▸ EXCERPT PROVIDED
━━━━━━━━━━━━━━━━

Some PubMed citations link to the full-text article. That full-text might be in PubMed Central—which means the article is stored here—but most are not, so we simply link to them where they are, whether that’s a publisher’s site or another library’s repository. Similarly, while some data sets might be deposited in NIH-hosted repositories, most won’t need to be. We can link to them instead.
PubMed offers other value-added services—from standardized metadata to suggestions of similar articles to related data in other databases. The data side of the house will need similar built-in services: links to articles that used a data set, explanations of how a data set was enriched or modified, metadata that fully describe the origins and content of the data.
But, that is only the beginning.
Data-driven discovery also relies upon proven methods to investigate the data, create predictive or explanatory models, and conduct a range of operations, so we need to think about how to create a library of models, both those based on statistics and those drawn from operations research and optimization.
We’re just beginning to consider what a library of models might look like. Many of the services we use for curating the literature, such as a common vocabulary and a standard way of attaching metadata, will be necessary. We will want to know the class of modeling tools and a model’s provenance and intended use. It will also likely be useful to tie a model to the data sets investigated with it and to the articles derived from that model’s use.
I’m sure there’s much more. What else would you include?
We’re at the beginning. What do we need to make this work?

━━━━━━━━━━━━━━━━

▸ STATED PROBLEM
Write out the excerpt on linking data and models from "PubMed offers other" up to and including "research and optimization.". The listing after this point is separate material, unrelated to the excerpt on linking data and models.

━━━━━━━━━━━━━━━━

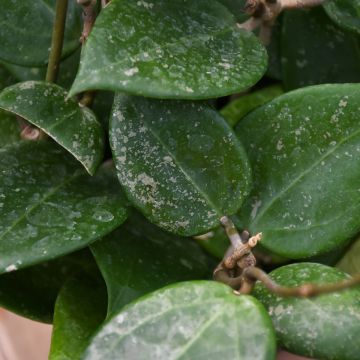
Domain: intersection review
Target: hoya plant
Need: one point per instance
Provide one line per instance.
(180, 179)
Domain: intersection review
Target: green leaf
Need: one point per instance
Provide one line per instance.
(190, 320)
(215, 242)
(234, 111)
(6, 78)
(323, 52)
(32, 292)
(274, 70)
(140, 258)
(350, 262)
(322, 327)
(73, 127)
(80, 309)
(49, 206)
(196, 51)
(345, 13)
(9, 129)
(179, 162)
(26, 29)
(304, 148)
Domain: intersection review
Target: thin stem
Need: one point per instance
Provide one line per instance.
(87, 98)
(57, 40)
(306, 290)
(89, 17)
(231, 231)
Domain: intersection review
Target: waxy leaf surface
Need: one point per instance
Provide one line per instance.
(80, 309)
(186, 321)
(179, 162)
(196, 51)
(139, 258)
(32, 292)
(235, 110)
(322, 327)
(26, 29)
(304, 147)
(45, 105)
(323, 53)
(49, 206)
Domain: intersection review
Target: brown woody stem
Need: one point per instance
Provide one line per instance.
(264, 13)
(57, 41)
(306, 290)
(231, 231)
(89, 16)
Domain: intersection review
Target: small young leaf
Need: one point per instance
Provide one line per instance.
(32, 292)
(45, 105)
(196, 51)
(345, 13)
(140, 258)
(323, 52)
(323, 327)
(304, 147)
(50, 206)
(235, 110)
(9, 129)
(80, 309)
(26, 29)
(191, 320)
(179, 162)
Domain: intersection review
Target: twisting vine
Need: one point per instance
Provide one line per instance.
(238, 269)
(264, 13)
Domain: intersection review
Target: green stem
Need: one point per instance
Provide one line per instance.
(57, 40)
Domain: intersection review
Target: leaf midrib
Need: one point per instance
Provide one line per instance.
(152, 317)
(183, 171)
(169, 44)
(302, 175)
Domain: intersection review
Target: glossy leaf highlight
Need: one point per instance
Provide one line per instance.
(178, 162)
(139, 258)
(196, 51)
(304, 147)
(50, 206)
(185, 321)
(45, 105)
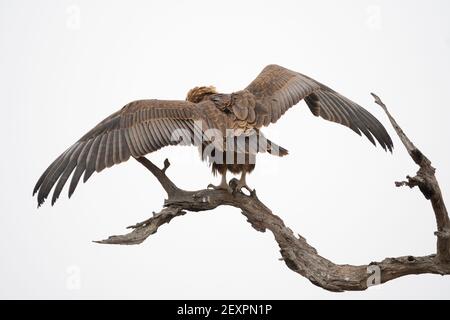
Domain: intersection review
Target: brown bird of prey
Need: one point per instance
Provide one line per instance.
(213, 121)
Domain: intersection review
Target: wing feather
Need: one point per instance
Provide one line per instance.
(138, 128)
(277, 89)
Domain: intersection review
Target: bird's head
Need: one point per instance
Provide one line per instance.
(197, 94)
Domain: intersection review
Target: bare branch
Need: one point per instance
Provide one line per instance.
(426, 180)
(298, 255)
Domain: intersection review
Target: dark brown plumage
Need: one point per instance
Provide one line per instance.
(144, 126)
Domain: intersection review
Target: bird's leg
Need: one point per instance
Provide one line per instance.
(223, 184)
(242, 183)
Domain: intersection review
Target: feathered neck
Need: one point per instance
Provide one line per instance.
(197, 94)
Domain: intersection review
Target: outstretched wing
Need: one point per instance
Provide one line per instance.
(138, 128)
(277, 89)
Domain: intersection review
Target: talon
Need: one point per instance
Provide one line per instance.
(238, 185)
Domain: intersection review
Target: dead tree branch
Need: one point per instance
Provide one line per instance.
(298, 255)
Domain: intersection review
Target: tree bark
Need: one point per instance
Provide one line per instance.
(298, 255)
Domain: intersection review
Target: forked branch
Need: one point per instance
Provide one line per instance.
(298, 255)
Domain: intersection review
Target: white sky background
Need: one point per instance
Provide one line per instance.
(61, 75)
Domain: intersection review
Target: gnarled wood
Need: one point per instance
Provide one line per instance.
(298, 255)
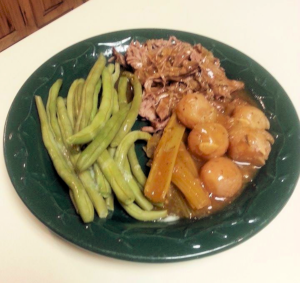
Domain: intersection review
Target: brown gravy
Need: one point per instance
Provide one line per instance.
(175, 202)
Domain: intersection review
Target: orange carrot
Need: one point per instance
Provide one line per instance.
(159, 179)
(187, 181)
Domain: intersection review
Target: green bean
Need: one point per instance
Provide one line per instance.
(80, 95)
(71, 102)
(112, 151)
(116, 107)
(101, 142)
(51, 109)
(110, 203)
(90, 186)
(122, 90)
(127, 142)
(115, 178)
(127, 166)
(139, 214)
(116, 74)
(104, 112)
(95, 100)
(111, 68)
(73, 200)
(77, 100)
(135, 166)
(80, 197)
(103, 185)
(94, 193)
(91, 82)
(66, 130)
(121, 160)
(132, 114)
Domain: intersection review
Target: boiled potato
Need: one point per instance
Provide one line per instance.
(221, 177)
(251, 117)
(194, 109)
(208, 140)
(249, 145)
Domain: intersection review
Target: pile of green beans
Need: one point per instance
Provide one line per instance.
(88, 137)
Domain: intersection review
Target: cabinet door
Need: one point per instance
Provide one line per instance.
(16, 21)
(46, 11)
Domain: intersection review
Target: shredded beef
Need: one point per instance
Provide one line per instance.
(169, 69)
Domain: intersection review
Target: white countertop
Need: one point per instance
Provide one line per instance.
(267, 31)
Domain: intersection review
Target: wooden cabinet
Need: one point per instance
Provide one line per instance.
(46, 11)
(19, 18)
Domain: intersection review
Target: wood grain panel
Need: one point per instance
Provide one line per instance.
(18, 16)
(6, 26)
(45, 11)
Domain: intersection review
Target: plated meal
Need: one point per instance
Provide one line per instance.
(153, 145)
(208, 138)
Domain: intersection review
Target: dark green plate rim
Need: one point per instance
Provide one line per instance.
(38, 186)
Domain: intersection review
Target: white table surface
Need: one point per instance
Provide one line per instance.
(267, 31)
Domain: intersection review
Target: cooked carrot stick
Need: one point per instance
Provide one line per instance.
(159, 179)
(187, 159)
(188, 183)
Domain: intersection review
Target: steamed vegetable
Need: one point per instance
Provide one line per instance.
(188, 181)
(159, 179)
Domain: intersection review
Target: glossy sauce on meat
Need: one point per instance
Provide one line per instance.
(176, 204)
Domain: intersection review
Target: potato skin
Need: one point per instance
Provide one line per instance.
(208, 140)
(194, 109)
(251, 117)
(221, 177)
(249, 145)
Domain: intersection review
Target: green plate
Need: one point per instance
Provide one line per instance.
(120, 236)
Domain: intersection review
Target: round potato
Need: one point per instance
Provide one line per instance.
(251, 117)
(194, 109)
(221, 177)
(208, 140)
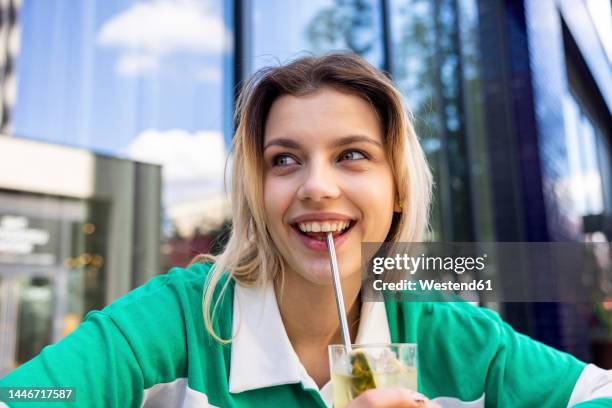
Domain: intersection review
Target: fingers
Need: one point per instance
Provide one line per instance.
(392, 398)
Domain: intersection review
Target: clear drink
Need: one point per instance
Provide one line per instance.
(388, 366)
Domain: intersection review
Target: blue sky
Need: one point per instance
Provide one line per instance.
(138, 79)
(75, 88)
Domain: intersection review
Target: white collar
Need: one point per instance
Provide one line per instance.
(262, 355)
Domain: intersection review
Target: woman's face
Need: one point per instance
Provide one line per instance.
(325, 168)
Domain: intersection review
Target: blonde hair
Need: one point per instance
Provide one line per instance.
(250, 256)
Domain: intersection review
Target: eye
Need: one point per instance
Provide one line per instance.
(283, 160)
(352, 155)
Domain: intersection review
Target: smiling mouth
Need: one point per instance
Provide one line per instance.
(336, 231)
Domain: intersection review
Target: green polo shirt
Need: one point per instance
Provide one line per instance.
(150, 348)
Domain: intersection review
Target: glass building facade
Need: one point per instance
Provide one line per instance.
(511, 101)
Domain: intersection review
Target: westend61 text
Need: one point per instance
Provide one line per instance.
(430, 284)
(405, 262)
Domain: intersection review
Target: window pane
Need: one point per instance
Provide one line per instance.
(316, 27)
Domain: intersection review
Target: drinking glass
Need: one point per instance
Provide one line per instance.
(371, 366)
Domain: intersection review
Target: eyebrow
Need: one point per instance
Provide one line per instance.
(292, 144)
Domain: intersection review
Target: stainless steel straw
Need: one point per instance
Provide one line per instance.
(346, 338)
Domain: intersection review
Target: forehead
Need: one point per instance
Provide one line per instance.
(322, 115)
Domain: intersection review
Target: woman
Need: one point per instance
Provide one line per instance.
(322, 144)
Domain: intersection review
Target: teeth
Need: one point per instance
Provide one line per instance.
(323, 226)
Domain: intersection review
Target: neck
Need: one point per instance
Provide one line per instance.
(311, 321)
(309, 311)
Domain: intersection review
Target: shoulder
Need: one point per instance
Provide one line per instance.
(463, 319)
(178, 284)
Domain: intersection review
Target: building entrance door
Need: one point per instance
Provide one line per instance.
(36, 246)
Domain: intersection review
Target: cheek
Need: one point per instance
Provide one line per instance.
(277, 199)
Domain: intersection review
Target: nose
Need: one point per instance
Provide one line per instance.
(319, 183)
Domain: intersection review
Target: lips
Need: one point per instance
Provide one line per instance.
(317, 241)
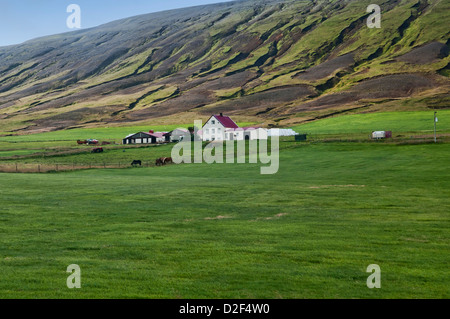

━━━━━━━━━━━━━━━━

▸ REPLY TO THE EXERCISE
PubMed offers other value-added services—from standardized metadata to suggestions of similar articles to related data in other databases. The data side of the house will need similar built-in services: links to articles that used a data set, explanations of how a data set was enriched or modified, metadata that fully describe the origins and content of the data.
But, that is only the beginning.
Data-driven discovery also relies upon proven methods to investigate the data, create predictive or explanatory models, and conduct a range of operations, so we need to think about how to create a library of models, both those based on statistics and those drawn from operations research and optimization.